>> start Raw data
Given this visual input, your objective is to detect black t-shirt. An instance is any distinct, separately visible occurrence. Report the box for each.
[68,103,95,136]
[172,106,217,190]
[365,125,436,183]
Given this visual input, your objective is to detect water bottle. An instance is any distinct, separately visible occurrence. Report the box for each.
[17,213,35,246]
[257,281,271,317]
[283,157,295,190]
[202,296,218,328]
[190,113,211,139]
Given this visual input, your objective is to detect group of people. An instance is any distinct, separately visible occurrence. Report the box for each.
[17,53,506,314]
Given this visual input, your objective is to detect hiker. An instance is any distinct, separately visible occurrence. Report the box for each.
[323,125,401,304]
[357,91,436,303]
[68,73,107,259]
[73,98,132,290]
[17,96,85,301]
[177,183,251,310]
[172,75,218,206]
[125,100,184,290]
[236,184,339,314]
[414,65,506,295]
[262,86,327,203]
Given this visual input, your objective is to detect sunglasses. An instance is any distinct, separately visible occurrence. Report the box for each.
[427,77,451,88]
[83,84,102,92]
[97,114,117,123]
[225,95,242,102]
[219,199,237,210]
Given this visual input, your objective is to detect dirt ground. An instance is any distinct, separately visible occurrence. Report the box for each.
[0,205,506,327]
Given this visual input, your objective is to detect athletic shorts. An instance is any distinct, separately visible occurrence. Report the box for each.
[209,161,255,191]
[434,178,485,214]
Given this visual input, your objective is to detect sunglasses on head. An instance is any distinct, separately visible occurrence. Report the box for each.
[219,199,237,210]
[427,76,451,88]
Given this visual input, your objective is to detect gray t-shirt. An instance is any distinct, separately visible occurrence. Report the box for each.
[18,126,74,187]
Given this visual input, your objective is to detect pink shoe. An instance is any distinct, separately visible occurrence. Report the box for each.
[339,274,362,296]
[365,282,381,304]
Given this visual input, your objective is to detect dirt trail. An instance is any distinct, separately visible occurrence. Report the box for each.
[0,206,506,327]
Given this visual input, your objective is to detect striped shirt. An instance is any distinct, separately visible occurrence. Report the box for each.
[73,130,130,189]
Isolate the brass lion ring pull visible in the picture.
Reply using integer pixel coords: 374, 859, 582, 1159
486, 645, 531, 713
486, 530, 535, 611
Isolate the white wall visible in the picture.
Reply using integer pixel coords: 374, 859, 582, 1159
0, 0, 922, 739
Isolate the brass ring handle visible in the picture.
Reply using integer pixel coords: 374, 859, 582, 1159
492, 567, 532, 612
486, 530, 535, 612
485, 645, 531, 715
>> end Raw data
### Given task
Print the entries above exactly, from the very first line through the line containing "[0,206,506,327]", both ends included.

### The reply
Given this visual input, your objective is to detect black t-shirt. An instance is any distinct, separately visible occurrence. Report the box for each.
[68,103,95,136]
[172,106,217,190]
[365,125,436,183]
Given this visual input, your objective is to detect water bottle. An instance is any distinct, separately visible occurrence. Report the box for each.
[17,213,35,246]
[257,281,271,317]
[283,157,295,190]
[202,296,218,328]
[190,113,211,139]
Given this visual input, your objective is to detect group of people. An instance is any distinct, separately visible occurrence. Report the box for each.
[17,53,506,314]
Given this visual input, your objective is to detect hiker. An instance is any distinct, separately visible occurrence. Report the box for each.
[323,125,401,304]
[357,91,436,303]
[68,73,107,259]
[73,98,132,290]
[17,96,85,301]
[177,183,251,310]
[172,75,218,206]
[125,100,184,290]
[236,184,339,314]
[414,65,506,295]
[262,86,327,203]
Given this visual input, your objective is to detect sunglasses. An instance is any distinct, separately visible occurrence. Report the box for each.
[427,77,451,88]
[83,84,102,92]
[97,114,117,123]
[225,95,242,102]
[219,199,237,210]
Given this visual input, your objective is to detect dirt ground. An instance is any distinct, separately visible occurrence. Report the box for each.
[0,205,506,327]
Given this visual input, your objective is to detect athletic shorts. An instance is any distinct, separately visible occurrence. Report the box for each.
[209,161,255,191]
[434,178,485,214]
Given this visual input, your objective is to detect sunglasses on head. An instance is any distinct, separately visible occurrence. Report the box for each.
[219,199,237,210]
[427,76,451,88]
Given this visual input, your objective is to detect gray t-shirt. An instance is any distinct, separately visible occurrence. Report the box for each.
[18,126,74,187]
Given this visual input, your objective is to detect pink shoe. An instance is any distinct, separately visible occurrence. Report the box for each.
[339,274,362,296]
[365,282,381,304]
Given this visual input, your objective is to detect dirt trail. An instance is any distinct, separately visible occurrence. Report the box for each.
[0,206,506,327]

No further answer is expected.